- DO THIS -
Report every line below that contains the string "instance", treating uppercase and lowercase as different.

- DATA IN THIS EXERCISE -
_____
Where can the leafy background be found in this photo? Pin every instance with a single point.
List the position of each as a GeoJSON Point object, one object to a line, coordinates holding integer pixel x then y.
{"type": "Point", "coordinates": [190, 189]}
_____
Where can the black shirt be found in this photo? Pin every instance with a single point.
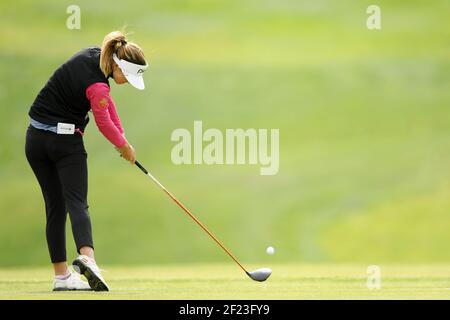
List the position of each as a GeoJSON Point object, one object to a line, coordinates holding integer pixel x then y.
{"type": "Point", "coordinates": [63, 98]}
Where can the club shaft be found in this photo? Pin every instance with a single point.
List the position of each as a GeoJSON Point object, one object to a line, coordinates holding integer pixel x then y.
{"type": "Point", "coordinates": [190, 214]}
_____
- REPLY -
Where can the leafy background be found in this photo? Pin every instance with a single point.
Where can the black shirt be found in this photo? Pin every instance with a single point.
Where can the club shaft be found in this photo? Pin every instance with a single point.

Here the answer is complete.